* EXERCISE DESCRIPTION
Update the items from the first one up to and including the line with "[(507, 326), (495, 322), (310, 326), (299, 328)]": replace every "keypoint" with "marker" and leave everything else unchanged.

Items excerpted from a collection:
========================================

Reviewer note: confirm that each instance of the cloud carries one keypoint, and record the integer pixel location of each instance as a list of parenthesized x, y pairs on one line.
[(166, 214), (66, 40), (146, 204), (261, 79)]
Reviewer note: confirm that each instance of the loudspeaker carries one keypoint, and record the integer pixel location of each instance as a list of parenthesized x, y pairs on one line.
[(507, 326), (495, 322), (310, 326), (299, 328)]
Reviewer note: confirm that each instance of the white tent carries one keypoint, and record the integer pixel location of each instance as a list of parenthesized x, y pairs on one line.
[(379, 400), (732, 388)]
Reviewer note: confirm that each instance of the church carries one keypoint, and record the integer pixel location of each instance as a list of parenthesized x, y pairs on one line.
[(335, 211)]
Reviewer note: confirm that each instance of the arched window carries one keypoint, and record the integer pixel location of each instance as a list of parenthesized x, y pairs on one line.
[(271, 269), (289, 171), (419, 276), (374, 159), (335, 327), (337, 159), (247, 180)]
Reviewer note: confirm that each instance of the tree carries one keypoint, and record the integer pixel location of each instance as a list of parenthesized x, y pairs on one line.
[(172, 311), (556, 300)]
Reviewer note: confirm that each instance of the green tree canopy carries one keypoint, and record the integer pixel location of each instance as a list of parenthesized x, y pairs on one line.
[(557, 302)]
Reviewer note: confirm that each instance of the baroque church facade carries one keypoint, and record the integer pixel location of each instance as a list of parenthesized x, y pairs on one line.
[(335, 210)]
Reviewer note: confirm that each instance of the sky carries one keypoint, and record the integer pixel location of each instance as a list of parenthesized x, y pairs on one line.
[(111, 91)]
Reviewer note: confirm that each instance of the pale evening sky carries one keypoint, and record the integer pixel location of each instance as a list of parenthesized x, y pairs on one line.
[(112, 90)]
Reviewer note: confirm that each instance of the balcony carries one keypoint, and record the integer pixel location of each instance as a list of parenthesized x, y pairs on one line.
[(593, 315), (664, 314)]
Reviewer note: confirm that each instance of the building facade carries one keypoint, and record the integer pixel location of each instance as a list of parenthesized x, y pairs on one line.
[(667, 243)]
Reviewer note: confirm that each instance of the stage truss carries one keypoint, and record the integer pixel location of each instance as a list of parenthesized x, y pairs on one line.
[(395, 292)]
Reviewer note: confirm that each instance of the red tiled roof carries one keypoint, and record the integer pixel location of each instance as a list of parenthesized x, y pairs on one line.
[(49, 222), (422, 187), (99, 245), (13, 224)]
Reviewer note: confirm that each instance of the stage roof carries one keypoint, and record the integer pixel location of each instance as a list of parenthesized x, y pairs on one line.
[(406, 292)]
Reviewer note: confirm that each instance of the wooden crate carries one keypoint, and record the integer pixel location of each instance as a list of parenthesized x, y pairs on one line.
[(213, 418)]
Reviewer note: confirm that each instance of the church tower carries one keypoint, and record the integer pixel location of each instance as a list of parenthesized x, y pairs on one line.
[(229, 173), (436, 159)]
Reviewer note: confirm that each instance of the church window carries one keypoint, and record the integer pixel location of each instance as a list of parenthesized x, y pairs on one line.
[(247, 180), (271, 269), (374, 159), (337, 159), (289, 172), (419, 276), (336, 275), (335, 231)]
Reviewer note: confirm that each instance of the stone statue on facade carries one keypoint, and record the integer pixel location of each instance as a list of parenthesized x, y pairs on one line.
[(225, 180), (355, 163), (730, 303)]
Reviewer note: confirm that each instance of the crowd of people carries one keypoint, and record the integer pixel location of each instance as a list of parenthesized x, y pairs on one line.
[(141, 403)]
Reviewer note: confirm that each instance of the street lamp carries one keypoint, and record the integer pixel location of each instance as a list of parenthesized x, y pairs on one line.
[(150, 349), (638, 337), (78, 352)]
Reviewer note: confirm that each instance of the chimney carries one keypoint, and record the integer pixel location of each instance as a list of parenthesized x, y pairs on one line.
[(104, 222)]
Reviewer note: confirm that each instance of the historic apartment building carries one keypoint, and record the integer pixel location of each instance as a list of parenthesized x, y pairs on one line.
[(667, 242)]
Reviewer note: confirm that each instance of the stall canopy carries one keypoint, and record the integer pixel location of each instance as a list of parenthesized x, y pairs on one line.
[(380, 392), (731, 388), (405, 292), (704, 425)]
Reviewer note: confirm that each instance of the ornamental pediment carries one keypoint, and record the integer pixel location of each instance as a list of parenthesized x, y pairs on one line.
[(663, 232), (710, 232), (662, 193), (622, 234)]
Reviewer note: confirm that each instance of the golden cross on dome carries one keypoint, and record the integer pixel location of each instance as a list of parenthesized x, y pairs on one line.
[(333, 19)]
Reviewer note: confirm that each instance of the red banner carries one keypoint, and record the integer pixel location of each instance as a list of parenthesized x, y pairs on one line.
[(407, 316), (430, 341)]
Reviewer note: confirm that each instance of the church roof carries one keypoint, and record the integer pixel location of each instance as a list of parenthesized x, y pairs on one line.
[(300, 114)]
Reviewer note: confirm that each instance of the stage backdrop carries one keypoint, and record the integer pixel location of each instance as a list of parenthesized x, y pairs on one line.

========================================

* RESULT OF THIS TASK
Reviewer note: confirm that each instance of the cloud carries one marker, and record the integer pixel location of each instance as a list of parenthesized x, y pairs on one line.
[(166, 214), (66, 40), (146, 204), (261, 79)]
Reviewer note: confirm that each instance of the loudspeaker carries one marker, and record the integer pixel location of each instance as a list of parenthesized x, y pairs on one line.
[(507, 326), (495, 322), (310, 326), (299, 328)]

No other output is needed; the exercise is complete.